## Data excerpts
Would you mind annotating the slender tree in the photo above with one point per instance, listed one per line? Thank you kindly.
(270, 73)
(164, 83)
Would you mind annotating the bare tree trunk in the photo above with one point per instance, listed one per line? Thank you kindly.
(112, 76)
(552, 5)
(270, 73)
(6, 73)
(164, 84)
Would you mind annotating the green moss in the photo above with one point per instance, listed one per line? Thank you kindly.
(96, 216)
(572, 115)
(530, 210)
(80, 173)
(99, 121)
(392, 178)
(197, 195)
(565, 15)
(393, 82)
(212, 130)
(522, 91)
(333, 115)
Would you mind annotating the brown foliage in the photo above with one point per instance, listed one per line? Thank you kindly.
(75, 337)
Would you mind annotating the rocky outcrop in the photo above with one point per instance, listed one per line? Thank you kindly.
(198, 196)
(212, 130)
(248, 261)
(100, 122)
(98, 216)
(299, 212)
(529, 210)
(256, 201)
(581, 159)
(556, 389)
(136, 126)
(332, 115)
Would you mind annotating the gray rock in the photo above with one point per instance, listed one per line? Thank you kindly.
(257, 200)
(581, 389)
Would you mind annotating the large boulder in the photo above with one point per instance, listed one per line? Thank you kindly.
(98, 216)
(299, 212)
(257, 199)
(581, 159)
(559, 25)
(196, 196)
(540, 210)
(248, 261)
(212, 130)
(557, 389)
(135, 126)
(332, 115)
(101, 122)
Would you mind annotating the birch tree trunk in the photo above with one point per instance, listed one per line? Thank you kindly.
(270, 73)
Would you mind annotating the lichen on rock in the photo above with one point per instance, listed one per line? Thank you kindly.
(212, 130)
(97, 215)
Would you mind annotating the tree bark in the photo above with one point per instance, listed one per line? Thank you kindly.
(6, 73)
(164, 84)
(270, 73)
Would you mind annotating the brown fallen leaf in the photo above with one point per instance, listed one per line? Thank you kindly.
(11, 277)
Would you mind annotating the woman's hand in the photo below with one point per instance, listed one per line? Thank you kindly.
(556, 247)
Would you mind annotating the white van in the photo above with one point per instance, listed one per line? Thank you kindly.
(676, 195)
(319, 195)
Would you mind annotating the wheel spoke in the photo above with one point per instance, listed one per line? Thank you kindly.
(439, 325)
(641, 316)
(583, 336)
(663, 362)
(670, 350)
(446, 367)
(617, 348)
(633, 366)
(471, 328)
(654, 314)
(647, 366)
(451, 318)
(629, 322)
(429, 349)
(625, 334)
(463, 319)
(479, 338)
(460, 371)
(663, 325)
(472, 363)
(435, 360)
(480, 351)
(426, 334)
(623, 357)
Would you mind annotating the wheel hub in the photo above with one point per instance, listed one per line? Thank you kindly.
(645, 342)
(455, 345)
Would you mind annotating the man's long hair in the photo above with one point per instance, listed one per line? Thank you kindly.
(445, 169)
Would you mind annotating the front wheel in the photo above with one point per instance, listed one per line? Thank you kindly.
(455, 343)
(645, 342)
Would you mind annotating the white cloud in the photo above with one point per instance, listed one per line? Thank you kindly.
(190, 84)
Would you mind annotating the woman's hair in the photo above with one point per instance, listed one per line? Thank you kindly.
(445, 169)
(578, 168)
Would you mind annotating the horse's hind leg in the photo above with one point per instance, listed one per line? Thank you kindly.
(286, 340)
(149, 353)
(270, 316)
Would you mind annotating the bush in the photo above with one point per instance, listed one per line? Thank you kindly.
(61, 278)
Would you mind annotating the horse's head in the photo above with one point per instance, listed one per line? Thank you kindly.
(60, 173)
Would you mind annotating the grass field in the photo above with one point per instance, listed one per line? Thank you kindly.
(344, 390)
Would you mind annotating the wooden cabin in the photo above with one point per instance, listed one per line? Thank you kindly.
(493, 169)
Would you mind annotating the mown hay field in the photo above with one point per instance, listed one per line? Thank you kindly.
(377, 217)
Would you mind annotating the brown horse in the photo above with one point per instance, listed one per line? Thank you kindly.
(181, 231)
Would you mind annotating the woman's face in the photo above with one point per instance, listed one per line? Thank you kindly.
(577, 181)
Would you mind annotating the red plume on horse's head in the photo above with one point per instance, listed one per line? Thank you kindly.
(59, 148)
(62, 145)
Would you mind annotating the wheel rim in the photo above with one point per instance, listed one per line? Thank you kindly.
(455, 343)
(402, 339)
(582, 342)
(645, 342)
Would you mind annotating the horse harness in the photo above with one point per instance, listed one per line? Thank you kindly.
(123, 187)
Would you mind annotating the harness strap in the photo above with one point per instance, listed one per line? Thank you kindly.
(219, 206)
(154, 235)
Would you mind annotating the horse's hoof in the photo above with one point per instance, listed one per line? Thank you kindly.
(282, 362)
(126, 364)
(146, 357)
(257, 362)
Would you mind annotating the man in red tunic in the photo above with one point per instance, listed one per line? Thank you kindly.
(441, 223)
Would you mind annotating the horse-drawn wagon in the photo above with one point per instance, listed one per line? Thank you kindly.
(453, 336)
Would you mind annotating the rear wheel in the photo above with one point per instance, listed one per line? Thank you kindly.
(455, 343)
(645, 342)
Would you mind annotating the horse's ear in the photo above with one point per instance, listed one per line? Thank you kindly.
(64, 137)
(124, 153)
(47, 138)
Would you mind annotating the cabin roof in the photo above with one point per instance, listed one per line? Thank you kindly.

## Instructions to follow
Every line from the one containing "Would you mind annotating the red" through the last line must be copied exactly; leave out the rest.

## The output
Would you mind annotating the red plume on horse's head in the photo above with one point per instance, listed one per line? Thank you kindly.
(59, 148)
(62, 145)
Would you mind annotating the wheel rim in the photo above with one point per instance, listed one per line? Thank you kindly.
(455, 343)
(402, 339)
(582, 342)
(645, 342)
Would you mind annotating the horse harness in the photo above with one point per instance, listed one per line? Thank you kindly.
(123, 187)
Would you mind annotating the harness strap in the photo above with one point per instance, listed one per line? Thank you kindly.
(219, 206)
(154, 235)
Would you mind annotating the horse's hoof in the photo above with one point per instance, listed one per line? Thank you kindly.
(282, 362)
(126, 364)
(146, 357)
(257, 362)
Would you mind annotating the man in red tunic in the photo above with one point per instance, listed one per line? Thank you kindly.
(441, 223)
Would you mind annotating the horse-drawn wagon in the photo above with one point per instance, listed one per line? Thank you kindly.
(453, 336)
Would you mind annotating the rear wheel in the photo above with one point per instance, listed one per line? Thank you kindly.
(455, 343)
(645, 342)
Would you mind annotating the horse's ear in the photo above with one point per instance, listed one per line? Thank you kindly.
(64, 137)
(124, 153)
(47, 138)
Would you mind annotating the cabin roof in the photo above with one point per instance, listed one per line? Thank you kindly.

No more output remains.